▸ **INFORMATION PROVIDED**
- Opening Delimiter -
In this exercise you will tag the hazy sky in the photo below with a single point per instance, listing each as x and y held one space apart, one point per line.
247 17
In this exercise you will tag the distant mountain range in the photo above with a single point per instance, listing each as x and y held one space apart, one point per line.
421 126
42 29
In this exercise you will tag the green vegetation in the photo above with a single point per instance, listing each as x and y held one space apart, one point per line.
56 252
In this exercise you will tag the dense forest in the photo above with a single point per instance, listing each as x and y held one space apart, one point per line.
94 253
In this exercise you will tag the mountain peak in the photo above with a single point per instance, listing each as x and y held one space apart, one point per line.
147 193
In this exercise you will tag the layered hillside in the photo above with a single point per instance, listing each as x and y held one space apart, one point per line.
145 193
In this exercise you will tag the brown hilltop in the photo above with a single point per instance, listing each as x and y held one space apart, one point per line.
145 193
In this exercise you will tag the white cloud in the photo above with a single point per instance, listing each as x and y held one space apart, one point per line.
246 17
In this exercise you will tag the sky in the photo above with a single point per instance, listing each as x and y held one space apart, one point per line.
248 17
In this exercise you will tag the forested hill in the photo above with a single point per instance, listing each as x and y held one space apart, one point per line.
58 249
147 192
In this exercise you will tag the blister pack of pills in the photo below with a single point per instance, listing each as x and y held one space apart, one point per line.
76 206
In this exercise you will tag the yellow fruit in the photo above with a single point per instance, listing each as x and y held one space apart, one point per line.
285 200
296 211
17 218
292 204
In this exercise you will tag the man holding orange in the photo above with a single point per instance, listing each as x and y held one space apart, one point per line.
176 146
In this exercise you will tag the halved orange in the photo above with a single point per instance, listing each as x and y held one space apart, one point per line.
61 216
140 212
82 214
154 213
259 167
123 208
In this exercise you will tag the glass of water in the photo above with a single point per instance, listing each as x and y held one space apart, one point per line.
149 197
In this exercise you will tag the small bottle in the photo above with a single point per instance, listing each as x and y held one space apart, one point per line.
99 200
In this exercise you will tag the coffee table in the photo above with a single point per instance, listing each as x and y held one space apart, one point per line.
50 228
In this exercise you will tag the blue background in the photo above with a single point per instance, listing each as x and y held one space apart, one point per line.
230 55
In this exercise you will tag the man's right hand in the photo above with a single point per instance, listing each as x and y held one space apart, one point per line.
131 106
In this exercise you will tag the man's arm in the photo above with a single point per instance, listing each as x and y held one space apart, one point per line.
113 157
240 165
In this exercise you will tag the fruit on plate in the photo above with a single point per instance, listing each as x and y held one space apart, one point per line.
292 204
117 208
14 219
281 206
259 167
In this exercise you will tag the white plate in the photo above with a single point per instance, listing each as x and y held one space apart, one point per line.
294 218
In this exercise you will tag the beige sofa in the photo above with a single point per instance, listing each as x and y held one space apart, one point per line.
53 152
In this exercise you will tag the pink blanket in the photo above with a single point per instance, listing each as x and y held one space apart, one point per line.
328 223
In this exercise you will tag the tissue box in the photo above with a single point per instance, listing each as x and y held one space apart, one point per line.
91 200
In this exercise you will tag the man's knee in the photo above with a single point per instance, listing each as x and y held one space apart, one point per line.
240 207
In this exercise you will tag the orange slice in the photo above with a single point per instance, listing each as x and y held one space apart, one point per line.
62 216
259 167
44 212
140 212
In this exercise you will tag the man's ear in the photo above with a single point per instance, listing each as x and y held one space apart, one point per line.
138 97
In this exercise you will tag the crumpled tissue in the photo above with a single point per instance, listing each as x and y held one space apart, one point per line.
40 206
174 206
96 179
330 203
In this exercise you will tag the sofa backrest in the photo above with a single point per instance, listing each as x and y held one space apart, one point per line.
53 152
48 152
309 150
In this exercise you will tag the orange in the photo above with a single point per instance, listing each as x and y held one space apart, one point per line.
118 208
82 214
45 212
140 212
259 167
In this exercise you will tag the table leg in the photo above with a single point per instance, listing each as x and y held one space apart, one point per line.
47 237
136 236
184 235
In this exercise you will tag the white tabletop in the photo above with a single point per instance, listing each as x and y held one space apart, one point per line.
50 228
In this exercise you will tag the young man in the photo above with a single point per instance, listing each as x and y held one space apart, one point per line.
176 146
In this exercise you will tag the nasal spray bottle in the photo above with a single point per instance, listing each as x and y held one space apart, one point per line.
- Closing Delimiter -
▸ **PROBLEM DETAILS**
Nothing in the records may be dropped; reproduce them exactly.

▸ **COMPLETED EXERCISE**
In this exercise you will tag the hazy sky in the photo below with a single point per instance, listing each as x and y held one space apart, one point per line.
247 17
In this exercise you will tag the distant mountain range in the photo above with a single point per instance, listing each as x and y held one space apart, one point per line.
421 126
42 29
In this exercise you will tag the green vegetation in the photo above with a single point per instance, listing each as x and y held one space apart, one point per line.
56 252
In this exercise you will tag the dense forest in the photo above with a single point per instance, listing each as x and y held one space apart, one point per line.
94 253
In this exercise you will tag the mountain peak in the photo above with a single point per instance, listing each as x and y held one space apart, one point per line.
147 193
In this exercise you will tag the layered hillside in the photo above with a single point per instance, listing each as x and y held one space apart, one point per line.
145 193
In this exercise you will tag the brown hilltop in the photo above with a single point per instance, listing each as x and y held one space apart, one point per line.
145 193
In this exercise you will tag the white cloud in the photo above with a single point per instance, listing each as x and y held one space apart, one point per line.
246 17
In this exercise you will tag the sky in the photo above with a single point per instance, listing each as x and y held one space apart, one point per line.
248 17
In this exercise you will tag the forested hill in the photo above with a single point per instance, listing each as x and y held one space apart, one point per line.
58 249
147 192
In this exercise you will tag the blister pack of pills in the photo below with a single point per instance, listing each as x and y held one space apart, one point per line.
76 206
In this exercise you will tag the yellow fruit in the photo above with a single point per instance, listing each as x and y held one space apart, one point per line.
285 200
296 211
17 218
292 204
In this exercise you will tag the man holding orange in the photo above with a single point per instance, listing each as x and y held one space apart, one point per line.
176 146
In this exercise you will tag the halved orange in the photo above with a single point per instance, listing each as x and y held one space apart, one point per line.
61 216
140 212
82 214
154 213
259 167
123 208
In this exercise you will tag the glass of water in the photo above with a single point per instance, listing each as x and y held one space apart, one point per line.
149 197
In this exercise you will tag the small bottle in the photo above with a single point per instance, listing each as x and y held one space apart, one point per line.
99 200
In this exercise you will tag the coffee table in the photo above with a single point per instance, listing each as x and y held one space apart, one point per line.
50 228
In this exercise you will tag the blue background in the photo above with a single point per instance, listing each as x and y held one space apart, one point per line.
230 55
In this exercise you will tag the man's right hand in the photo above with a single point per instance, listing each as x and y held one space apart, one point per line.
131 106
In this exercise you will tag the man's arm in the photo above with a single point per instance, listing each as x and y held one space apart, one point per line.
113 157
240 165
In this exercise you will tag the fruit on plate in the photo above with a single point per instance, listing each as x and y held one space apart, one point per line.
292 204
117 208
14 219
281 206
259 167
In this exercise you will tag the white plate in the photo above with a single point per instance, listing each as x and y held one space apart, one point per line.
294 218
In this exercise you will tag the beige sofa in the photo above with a single point per instance, listing each as x and y held one space apart, one point per line.
53 152
In this exercise you will tag the pink blanket in the photo above with a single point per instance, listing each as x and y held one space apart, one point per line.
328 223
In this exercise you will tag the tissue box in the photo above with a single point per instance, listing each as x and y held one space apart, one point per line.
91 200
In this exercise you will tag the man's knee in the photo above with a single point per instance, listing each as x and y held one space apart, one point per line.
240 207
In this exercise you will tag the orange slice in the photo above with a single point per instance, listing each as x and y held one space apart, one point per line.
62 216
259 167
44 212
140 212
In this exercise you will tag the man's ear in the photo above with a single point per instance, listing each as x and y held one space apart, one point per line.
138 97
In this exercise you will tag the crumpled tissue in the photo above with a single point per instance, listing each as x and y held one space apart, one point per line.
40 206
174 206
96 179
330 203
In this exercise you will tag the sofa backrest in the photo above with a single point per instance, listing each as x and y held one space apart, one point per line.
53 152
48 152
309 150
In this exercise you will tag the orange in the photo above with a single point per instance, listing each as x and y held one space apart, one point per line.
118 208
82 214
45 212
140 212
259 167
In this exercise you will tag the table leg in the photo above with a single point per instance, listing each as x and y held one space apart, one point per line.
47 237
136 236
184 235
In this exercise you will tag the white tabletop in the photo above with a single point per instance, listing each as x and y held one space apart, one point per line.
50 228
In this exercise you will tag the young man in the photo above with a single point per instance, listing each as x and y held one space apart, one point per line.
176 146
In this exercise you will tag the nasal spray bottle in the photo above with a single point per instance, listing each as x and y held one space apart, one point per line.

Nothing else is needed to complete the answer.